● Quoted passage
________________

“The Nazis never succeeded in inculcating the idea that being Jewish is a sin.”
Trudi Birger is just a child when the end of the world bursts into the normality of her family life in an unexpected way. Returning from a trip out of town, her car driven by her father is stopped by a checkpoint of some Nazi military, and since then nothing will be the same as before.
The family, forced to leave Frankfurt in Germany, will take refuge in Lithuania, first being locked up in the Kovno ghetto (today Kaunas), and then in the Stutthof concentration camp. We are witnessing a series of dramatic testimonies that you can never get used to, even after reading hundreds of books on the subject, because you cannot get used to the horror of what has been.
The death of his father, murdered by Nazi troops for trying to save a group of Jewish children, will put a strain on the balance within the family and the psychological strength of individuals. Trudi will take care of the physical and mental health of her mother, committing herself to ensure her survival inside the concentration camp: it will be the love relationship between her mother and her daughter that will be the heart of her story.

________________

● Listing
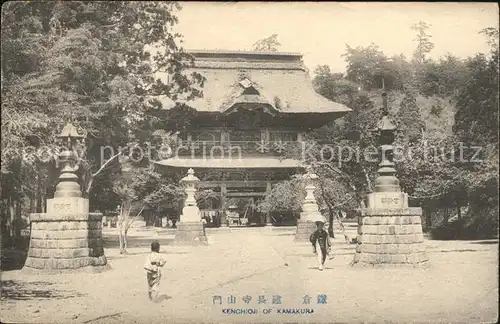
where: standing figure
[144,241,165,300]
[309,221,332,271]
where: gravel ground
[0,228,498,323]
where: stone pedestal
[351,207,429,267]
[24,210,107,271]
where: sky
[175,1,499,72]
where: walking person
[144,241,165,301]
[309,221,332,271]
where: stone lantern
[24,123,107,270]
[174,169,208,245]
[351,92,428,267]
[295,168,326,242]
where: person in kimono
[309,221,332,271]
[144,241,165,300]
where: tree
[113,162,184,254]
[453,29,500,235]
[395,92,425,144]
[257,178,305,213]
[252,34,281,52]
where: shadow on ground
[1,280,85,300]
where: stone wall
[353,208,428,266]
[25,213,107,270]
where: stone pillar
[266,181,273,226]
[220,183,227,227]
[23,124,107,271]
[295,170,326,242]
[351,93,428,267]
[174,169,208,245]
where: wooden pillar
[220,183,227,227]
[266,181,273,226]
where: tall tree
[1,1,203,246]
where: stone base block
[174,222,208,245]
[351,208,429,267]
[295,219,316,243]
[24,213,107,272]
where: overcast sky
[176,2,499,72]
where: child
[144,241,165,300]
[309,221,332,271]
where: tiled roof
[158,51,351,117]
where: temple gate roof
[158,50,351,117]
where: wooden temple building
[156,51,350,226]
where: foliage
[395,93,425,143]
[411,21,434,64]
[309,22,499,237]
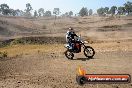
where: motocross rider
[66,27,78,50]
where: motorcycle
[64,36,95,60]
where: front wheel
[84,46,95,58]
[65,50,74,60]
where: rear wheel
[65,50,74,60]
[84,46,95,58]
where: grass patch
[0,44,64,57]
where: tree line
[0,1,132,17]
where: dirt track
[0,43,132,88]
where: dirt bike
[64,36,95,60]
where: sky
[0,0,132,14]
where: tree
[34,10,38,17]
[45,11,51,16]
[79,7,88,17]
[104,7,109,14]
[0,4,10,15]
[25,3,33,16]
[97,7,105,16]
[117,6,125,15]
[53,8,60,16]
[124,1,132,15]
[89,9,93,16]
[38,8,44,16]
[53,8,60,24]
[69,11,73,16]
[110,6,117,16]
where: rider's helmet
[68,27,74,32]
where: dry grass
[0,44,63,57]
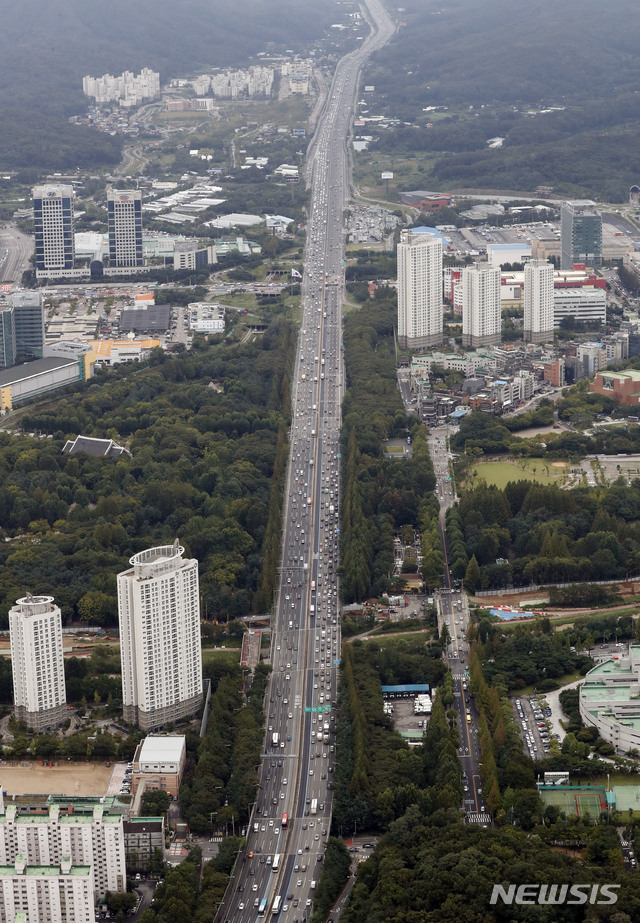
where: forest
[341,296,435,602]
[363,0,640,202]
[0,0,335,170]
[0,318,296,628]
[448,478,640,593]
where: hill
[0,0,335,170]
[364,0,640,201]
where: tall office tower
[9,593,67,731]
[0,305,16,369]
[0,856,95,923]
[107,189,143,267]
[560,200,602,269]
[33,183,75,276]
[524,260,553,343]
[11,292,44,359]
[462,263,502,347]
[118,539,202,731]
[0,794,127,904]
[398,231,443,349]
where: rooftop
[138,734,186,763]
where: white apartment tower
[0,856,95,923]
[398,231,443,349]
[107,189,144,268]
[0,792,127,904]
[118,539,202,731]
[9,593,67,731]
[524,260,554,343]
[462,263,502,347]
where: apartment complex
[107,189,143,268]
[82,67,160,107]
[560,200,602,269]
[0,793,127,904]
[462,263,502,347]
[398,230,443,349]
[33,183,75,279]
[118,539,202,730]
[0,855,94,923]
[524,260,554,343]
[9,594,67,731]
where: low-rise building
[579,648,640,753]
[589,369,640,407]
[189,301,226,333]
[123,817,165,871]
[131,734,187,798]
[0,350,95,410]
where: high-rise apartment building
[560,200,602,269]
[118,539,202,730]
[462,263,502,347]
[398,231,443,349]
[33,183,75,278]
[107,189,143,267]
[0,856,95,923]
[0,792,127,904]
[524,260,554,343]
[9,594,67,731]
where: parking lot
[513,695,558,760]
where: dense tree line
[180,661,269,834]
[455,478,640,592]
[470,613,593,692]
[341,300,435,602]
[0,319,295,628]
[341,812,640,923]
[333,641,448,835]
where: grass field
[467,458,570,487]
[1,762,112,795]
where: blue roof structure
[382,683,429,695]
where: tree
[464,554,482,593]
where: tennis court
[540,785,607,817]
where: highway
[217,0,394,923]
[0,224,34,285]
[429,426,492,826]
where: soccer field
[466,458,570,488]
[0,762,112,799]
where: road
[429,426,491,826]
[0,224,34,284]
[218,0,394,923]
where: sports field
[467,458,571,488]
[540,785,607,817]
[0,762,112,798]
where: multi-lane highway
[0,224,33,284]
[219,0,394,923]
[429,427,491,825]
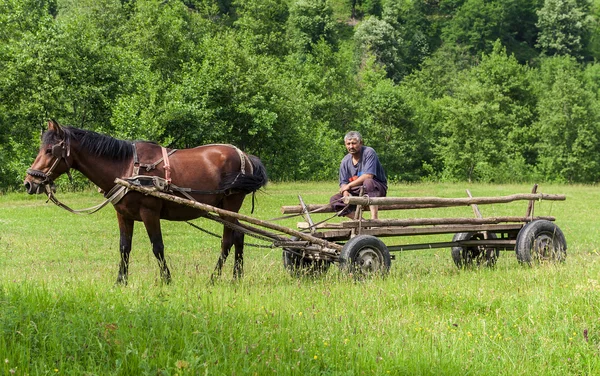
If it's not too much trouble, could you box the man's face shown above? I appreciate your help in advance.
[344,138,362,155]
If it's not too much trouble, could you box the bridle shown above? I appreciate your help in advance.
[27,137,127,214]
[27,138,73,186]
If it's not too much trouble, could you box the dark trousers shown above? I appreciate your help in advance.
[329,179,387,216]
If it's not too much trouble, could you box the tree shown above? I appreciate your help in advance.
[435,42,533,181]
[288,0,337,55]
[442,0,540,62]
[537,0,590,59]
[534,56,600,183]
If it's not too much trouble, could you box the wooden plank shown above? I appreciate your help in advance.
[281,204,453,214]
[315,224,523,241]
[525,184,537,217]
[344,193,566,206]
[387,239,516,252]
[340,216,556,228]
[361,224,523,237]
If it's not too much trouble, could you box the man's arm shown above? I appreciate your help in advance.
[340,174,374,196]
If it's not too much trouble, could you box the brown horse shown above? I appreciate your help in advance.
[24,120,267,284]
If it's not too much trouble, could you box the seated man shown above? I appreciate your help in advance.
[329,131,387,219]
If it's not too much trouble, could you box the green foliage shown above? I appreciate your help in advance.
[0,181,600,376]
[535,57,600,183]
[0,0,600,191]
[435,42,532,181]
[537,0,591,59]
[288,0,337,55]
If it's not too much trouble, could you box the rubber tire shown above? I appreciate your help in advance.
[282,237,331,278]
[339,235,392,279]
[515,219,567,265]
[451,232,500,269]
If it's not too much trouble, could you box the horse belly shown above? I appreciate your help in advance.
[160,200,217,221]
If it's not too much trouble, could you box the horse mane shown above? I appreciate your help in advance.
[42,127,133,161]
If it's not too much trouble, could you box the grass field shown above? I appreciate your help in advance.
[0,183,600,375]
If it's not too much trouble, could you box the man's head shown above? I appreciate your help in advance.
[344,131,363,155]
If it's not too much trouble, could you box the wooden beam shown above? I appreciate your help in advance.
[338,217,556,228]
[344,193,566,206]
[281,204,452,214]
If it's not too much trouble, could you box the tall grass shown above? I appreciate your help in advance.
[0,183,600,375]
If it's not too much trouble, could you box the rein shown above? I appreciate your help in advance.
[32,137,254,214]
[45,184,129,214]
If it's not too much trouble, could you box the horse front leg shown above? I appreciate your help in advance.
[233,226,244,279]
[117,213,134,285]
[210,226,233,282]
[141,212,171,284]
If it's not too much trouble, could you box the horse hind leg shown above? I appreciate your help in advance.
[233,226,244,279]
[117,214,134,285]
[142,213,171,284]
[210,226,233,282]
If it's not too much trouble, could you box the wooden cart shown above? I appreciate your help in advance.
[116,179,567,276]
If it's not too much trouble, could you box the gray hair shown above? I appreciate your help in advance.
[344,131,362,142]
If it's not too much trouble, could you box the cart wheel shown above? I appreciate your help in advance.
[283,237,331,278]
[339,235,392,278]
[452,232,500,268]
[515,219,567,265]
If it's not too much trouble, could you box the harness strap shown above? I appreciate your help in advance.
[161,146,171,185]
[46,184,129,214]
[132,142,178,176]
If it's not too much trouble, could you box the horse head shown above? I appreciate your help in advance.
[23,120,73,194]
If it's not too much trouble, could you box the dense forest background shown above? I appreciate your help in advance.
[0,0,600,191]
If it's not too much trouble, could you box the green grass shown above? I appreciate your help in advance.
[0,183,600,375]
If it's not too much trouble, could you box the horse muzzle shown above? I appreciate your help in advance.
[23,180,56,195]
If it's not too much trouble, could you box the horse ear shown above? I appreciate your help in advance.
[48,119,64,136]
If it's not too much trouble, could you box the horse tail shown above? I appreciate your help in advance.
[220,154,269,194]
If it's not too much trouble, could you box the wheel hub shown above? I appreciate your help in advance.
[356,248,381,274]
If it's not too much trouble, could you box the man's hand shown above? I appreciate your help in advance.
[340,184,350,196]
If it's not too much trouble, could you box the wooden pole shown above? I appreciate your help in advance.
[115,178,342,254]
[338,217,556,228]
[281,204,452,214]
[344,193,566,206]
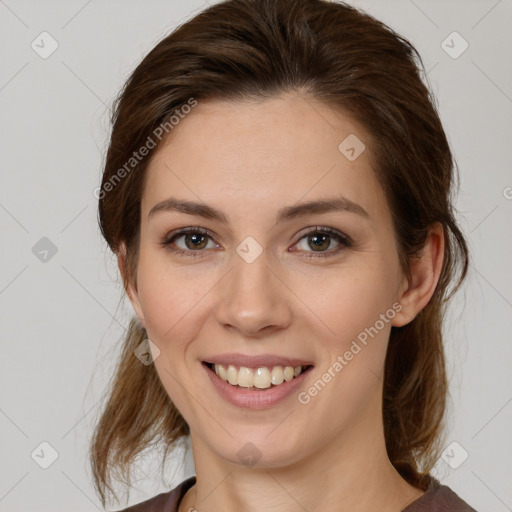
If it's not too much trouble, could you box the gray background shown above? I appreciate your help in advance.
[0,0,512,512]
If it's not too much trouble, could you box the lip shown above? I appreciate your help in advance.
[201,362,312,410]
[203,353,313,368]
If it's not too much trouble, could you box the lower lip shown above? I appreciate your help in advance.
[202,363,312,409]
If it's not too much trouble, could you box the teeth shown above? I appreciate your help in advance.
[215,364,303,389]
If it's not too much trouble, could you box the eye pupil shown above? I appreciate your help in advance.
[185,233,206,249]
[309,234,329,250]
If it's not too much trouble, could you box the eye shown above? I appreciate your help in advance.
[295,226,352,257]
[161,227,218,257]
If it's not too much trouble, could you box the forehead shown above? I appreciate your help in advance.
[142,93,386,224]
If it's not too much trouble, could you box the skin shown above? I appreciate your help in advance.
[119,92,443,512]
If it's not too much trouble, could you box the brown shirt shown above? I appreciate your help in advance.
[119,476,476,512]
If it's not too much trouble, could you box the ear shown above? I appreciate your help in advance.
[117,242,146,328]
[392,222,444,327]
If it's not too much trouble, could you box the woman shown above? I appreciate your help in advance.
[91,0,474,512]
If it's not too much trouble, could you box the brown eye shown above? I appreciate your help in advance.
[161,228,216,257]
[296,227,352,257]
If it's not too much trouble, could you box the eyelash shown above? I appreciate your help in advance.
[160,226,353,258]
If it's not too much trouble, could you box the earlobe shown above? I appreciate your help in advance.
[117,242,146,328]
[392,222,444,327]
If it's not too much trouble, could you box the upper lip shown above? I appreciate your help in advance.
[204,353,313,368]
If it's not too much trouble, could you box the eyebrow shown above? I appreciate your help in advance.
[148,196,370,225]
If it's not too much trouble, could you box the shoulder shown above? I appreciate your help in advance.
[402,478,477,512]
[114,476,196,512]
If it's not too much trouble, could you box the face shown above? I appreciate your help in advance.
[125,94,412,467]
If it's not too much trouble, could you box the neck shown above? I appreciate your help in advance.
[179,384,423,512]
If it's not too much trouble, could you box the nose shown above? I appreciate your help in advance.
[216,247,292,337]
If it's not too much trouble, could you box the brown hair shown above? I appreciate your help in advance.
[91,0,468,504]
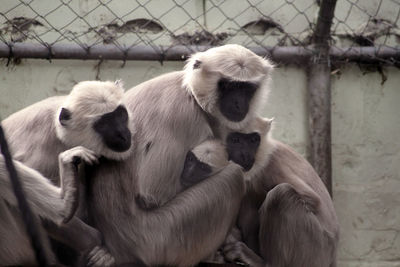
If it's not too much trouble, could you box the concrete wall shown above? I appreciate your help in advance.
[0,0,400,267]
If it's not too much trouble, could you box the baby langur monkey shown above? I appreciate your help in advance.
[223,117,339,267]
[180,139,228,189]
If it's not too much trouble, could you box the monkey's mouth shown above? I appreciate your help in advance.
[228,157,254,172]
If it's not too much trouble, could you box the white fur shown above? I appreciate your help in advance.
[192,139,229,170]
[54,80,133,160]
[183,44,273,130]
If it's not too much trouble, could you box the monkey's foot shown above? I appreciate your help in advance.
[87,246,115,267]
[223,241,266,267]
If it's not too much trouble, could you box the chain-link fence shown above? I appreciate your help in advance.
[0,0,400,65]
[0,0,400,195]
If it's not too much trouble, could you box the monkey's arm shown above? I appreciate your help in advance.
[0,147,97,223]
[138,163,245,266]
[0,156,69,223]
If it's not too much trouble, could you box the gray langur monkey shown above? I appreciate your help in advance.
[2,81,132,265]
[223,118,339,267]
[88,45,272,266]
[0,147,97,266]
[180,139,228,189]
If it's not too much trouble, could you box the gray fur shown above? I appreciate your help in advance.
[220,119,339,267]
[0,147,96,265]
[88,72,244,266]
[89,45,272,266]
[0,81,125,264]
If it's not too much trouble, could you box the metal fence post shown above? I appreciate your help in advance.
[308,0,336,195]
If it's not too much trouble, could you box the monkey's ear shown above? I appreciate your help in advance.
[257,117,274,134]
[263,59,275,75]
[58,108,72,126]
[114,79,124,89]
[193,59,202,70]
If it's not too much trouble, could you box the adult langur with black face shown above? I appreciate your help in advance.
[0,81,131,265]
[88,45,272,266]
[223,118,339,267]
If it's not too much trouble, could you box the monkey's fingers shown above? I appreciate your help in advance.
[223,241,265,267]
[62,185,79,223]
[87,246,115,266]
[81,148,99,165]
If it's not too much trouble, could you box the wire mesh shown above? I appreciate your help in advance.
[0,0,400,65]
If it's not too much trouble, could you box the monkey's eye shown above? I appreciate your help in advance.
[251,135,260,143]
[187,153,194,161]
[200,163,208,171]
[231,137,240,144]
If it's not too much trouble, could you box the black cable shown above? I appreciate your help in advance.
[0,124,49,266]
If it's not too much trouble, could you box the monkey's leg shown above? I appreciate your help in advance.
[259,183,332,267]
[0,156,64,222]
[44,216,115,266]
[99,163,245,266]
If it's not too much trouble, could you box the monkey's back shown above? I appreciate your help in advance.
[2,96,67,183]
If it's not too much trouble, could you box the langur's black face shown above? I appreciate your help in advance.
[226,132,260,171]
[218,79,258,122]
[93,106,131,152]
[181,151,212,191]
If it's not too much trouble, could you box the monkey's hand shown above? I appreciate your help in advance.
[223,241,267,267]
[58,146,99,166]
[87,246,115,267]
[58,146,98,223]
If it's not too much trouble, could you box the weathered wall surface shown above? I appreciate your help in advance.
[332,66,400,267]
[0,0,400,267]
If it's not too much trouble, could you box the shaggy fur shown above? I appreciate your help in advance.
[0,81,128,265]
[183,44,273,130]
[85,45,271,266]
[220,116,339,267]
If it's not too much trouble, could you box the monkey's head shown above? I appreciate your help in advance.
[225,117,273,176]
[180,139,228,188]
[183,45,273,130]
[55,81,132,160]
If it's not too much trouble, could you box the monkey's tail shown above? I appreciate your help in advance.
[0,124,49,266]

________________

● What is required
Reproduce, without alteration, the portion of the book review starting at "The death of" and ending at "of her story.".

● Output of the task
The death of his father, murdered by Nazi troops for trying to save a group of Jewish children, will put a strain on the balance within the family and the psychological strength of individuals. Trudi will take care of the physical and mental health of her mother, committing herself to ensure her survival inside the concentration camp: it will be the love relationship between her mother and her daughter that will be the heart of her story.